選択テキスト:
段々と蒸してくる。池山小屋分岐を過ぎると直ぐに水場が待っている。大休憩を取る。極端にスピードが落ちる。下山し始めてから4時間。タカウチ場を過ぎてしばらく下ると林道終点になる。下山を始めて5時間半、とうとう着いたかと思うも先は遠かった。最後は近道の案内に従いスキー場をショートカットすれば菅の台バス停は目の前。何と下山に7時間半も掛かる。

夕暮れ時になって帰宅するのは無理。道の駅で一泊する。一先ず勝手知った道の駅日義へ向かうが、途中ゲリラ豪雨に襲われる。ずぶ濡れになりながら道の駅で雨宿り。一旦止んだので次の道の駅へ移動。ここで気持ちが萎えて道の駅木曽福島を寝床とする。長距離トラックのエンジン音が喧しくて寝れない。微睡む程度の仮眠。朝5時に移動を開始。

昼飯には日本一の栄誉を数度獲得したた和良の鮎の塩焼きを食べようと目論んでいたが、1500円もするので諦める。好物の福井のおろし蕎麦に代え、道の駅九頭竜で特製そば(2玉800円)を食する。おろしの辛さは弱く味が緩慢でイマイチ。矢張り三国の新保屋のおろしが一番の好みだ。

[元データ]

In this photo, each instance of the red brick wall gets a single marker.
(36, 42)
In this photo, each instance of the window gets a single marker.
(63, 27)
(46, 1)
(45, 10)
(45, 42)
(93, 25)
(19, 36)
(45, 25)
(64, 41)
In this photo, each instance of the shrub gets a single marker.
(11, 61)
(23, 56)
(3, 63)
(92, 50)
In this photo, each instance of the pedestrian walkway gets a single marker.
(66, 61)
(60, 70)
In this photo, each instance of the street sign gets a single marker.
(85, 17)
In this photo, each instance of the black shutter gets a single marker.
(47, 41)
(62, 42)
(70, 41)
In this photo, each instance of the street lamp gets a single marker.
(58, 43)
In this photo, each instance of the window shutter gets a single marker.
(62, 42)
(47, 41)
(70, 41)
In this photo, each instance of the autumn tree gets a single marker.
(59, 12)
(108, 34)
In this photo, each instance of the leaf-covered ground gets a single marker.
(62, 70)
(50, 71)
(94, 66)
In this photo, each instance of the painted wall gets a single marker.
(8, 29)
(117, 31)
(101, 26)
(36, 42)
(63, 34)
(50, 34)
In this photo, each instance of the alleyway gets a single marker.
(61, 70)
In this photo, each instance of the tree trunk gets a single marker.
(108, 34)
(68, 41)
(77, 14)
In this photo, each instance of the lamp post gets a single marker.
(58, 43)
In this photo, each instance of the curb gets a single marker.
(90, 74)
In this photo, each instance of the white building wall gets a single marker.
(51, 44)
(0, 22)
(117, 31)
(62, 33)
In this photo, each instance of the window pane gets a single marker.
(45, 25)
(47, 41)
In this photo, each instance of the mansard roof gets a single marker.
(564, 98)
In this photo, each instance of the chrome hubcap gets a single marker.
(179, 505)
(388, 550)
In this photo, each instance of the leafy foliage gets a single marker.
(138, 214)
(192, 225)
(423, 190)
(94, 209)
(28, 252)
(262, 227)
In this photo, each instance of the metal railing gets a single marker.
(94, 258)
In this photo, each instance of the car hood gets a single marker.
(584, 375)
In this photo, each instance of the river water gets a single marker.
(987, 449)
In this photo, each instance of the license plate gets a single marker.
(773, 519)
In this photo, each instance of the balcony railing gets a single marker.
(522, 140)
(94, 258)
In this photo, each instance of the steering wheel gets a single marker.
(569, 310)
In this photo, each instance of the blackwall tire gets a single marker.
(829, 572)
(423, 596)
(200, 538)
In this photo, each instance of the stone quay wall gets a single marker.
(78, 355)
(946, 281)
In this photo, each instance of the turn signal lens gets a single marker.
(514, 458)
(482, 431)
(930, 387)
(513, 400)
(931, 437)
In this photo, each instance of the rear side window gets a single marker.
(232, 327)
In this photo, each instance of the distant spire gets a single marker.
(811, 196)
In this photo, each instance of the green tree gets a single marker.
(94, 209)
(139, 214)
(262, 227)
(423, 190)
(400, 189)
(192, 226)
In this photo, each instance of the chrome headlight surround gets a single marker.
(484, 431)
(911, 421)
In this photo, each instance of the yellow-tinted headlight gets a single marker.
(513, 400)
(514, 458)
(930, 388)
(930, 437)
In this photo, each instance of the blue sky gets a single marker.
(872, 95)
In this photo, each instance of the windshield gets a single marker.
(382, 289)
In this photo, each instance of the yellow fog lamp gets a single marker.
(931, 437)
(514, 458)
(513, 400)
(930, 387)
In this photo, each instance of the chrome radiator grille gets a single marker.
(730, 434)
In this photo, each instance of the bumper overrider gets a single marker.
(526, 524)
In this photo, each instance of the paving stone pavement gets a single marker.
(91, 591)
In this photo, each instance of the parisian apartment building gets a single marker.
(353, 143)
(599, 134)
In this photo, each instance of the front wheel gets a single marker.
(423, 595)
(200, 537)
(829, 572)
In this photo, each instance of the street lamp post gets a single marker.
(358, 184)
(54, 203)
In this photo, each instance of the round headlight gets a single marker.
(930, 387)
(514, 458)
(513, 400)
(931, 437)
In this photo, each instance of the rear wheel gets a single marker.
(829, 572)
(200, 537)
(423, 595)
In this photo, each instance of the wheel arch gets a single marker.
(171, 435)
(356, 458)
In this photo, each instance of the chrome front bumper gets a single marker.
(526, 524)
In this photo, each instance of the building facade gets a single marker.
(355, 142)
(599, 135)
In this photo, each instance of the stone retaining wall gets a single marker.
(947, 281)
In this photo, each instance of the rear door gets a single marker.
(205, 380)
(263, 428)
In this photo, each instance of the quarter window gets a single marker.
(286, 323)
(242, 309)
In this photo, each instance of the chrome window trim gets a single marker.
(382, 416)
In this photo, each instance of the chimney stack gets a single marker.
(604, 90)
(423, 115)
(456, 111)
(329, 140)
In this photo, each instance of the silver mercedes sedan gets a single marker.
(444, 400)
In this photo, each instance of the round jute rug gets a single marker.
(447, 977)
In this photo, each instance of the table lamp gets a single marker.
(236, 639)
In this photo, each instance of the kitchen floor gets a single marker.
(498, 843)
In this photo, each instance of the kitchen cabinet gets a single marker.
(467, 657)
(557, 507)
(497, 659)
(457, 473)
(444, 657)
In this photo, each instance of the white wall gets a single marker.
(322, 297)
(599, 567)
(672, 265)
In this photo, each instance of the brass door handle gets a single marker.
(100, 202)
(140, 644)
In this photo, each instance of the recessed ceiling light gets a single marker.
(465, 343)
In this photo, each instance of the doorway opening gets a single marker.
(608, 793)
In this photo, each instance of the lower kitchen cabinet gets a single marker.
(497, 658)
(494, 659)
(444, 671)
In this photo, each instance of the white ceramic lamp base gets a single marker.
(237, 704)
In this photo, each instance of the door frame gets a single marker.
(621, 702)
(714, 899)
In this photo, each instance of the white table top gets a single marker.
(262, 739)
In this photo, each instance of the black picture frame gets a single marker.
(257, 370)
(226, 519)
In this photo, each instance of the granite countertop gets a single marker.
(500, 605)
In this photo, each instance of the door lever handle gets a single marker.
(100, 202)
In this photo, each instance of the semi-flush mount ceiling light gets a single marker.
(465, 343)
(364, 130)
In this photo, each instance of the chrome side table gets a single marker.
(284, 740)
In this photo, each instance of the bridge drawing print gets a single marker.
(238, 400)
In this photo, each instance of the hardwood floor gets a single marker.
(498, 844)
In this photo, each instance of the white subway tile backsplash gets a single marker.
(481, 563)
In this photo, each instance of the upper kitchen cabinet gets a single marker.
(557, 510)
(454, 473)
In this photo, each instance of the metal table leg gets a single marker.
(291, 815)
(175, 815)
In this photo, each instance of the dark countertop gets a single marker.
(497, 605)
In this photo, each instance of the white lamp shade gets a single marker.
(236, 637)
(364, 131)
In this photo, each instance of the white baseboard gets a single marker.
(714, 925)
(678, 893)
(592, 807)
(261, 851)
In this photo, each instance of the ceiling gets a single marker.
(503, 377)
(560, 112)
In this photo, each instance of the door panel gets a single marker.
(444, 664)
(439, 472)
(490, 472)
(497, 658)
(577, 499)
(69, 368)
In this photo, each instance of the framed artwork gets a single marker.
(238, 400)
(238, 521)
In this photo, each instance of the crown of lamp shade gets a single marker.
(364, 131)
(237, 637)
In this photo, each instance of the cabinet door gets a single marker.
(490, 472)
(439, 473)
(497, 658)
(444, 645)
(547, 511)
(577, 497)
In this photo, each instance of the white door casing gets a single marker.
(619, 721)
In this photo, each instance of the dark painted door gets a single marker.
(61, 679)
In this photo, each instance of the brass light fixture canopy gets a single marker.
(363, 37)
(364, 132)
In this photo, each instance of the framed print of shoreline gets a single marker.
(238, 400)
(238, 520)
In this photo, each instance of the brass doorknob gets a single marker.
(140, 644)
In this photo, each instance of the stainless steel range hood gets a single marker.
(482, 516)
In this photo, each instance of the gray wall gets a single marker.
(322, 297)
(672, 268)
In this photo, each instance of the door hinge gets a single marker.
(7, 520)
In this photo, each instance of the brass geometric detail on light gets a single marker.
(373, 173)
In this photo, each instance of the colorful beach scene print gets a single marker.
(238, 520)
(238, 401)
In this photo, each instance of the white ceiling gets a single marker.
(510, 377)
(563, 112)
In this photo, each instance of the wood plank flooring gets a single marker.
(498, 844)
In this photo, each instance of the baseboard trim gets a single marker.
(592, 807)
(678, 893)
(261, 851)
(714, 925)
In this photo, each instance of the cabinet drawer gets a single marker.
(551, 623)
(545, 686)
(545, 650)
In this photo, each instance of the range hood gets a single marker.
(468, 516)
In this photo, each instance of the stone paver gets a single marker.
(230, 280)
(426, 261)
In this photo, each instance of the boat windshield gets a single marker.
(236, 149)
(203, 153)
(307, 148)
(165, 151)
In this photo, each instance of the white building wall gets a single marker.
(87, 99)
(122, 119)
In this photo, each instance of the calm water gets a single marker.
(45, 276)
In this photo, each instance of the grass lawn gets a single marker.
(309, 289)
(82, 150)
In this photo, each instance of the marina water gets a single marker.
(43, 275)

指示 1:
選択テキストの「夕暮れ時になって帰宅するのは」から「の仮眠。朝5時に移動を開始。」までを、一字も変えずに抜き出してください。
指示 2:
「table」という文字列を含む行を数え、その数だけを答えてください。大文字と小文字は区別します。

最終結果 1:
夕暮れ時になって帰宅するのは無理。道の駅で一泊する。一先ず勝手知った道の駅日義へ向かうが、途中ゲリラ豪雨に襲われる。ずぶ濡れになりながら道の駅で雨宿り。一旦止んだので次の道の駅へ移動。ここで気持ちが萎えて道の駅木曽福島を寝床とする。長距離トラックのエンジン音が喧しくて寝れない。微睡む程度の仮眠。朝5時に移動を開始。

最終結果 2:
4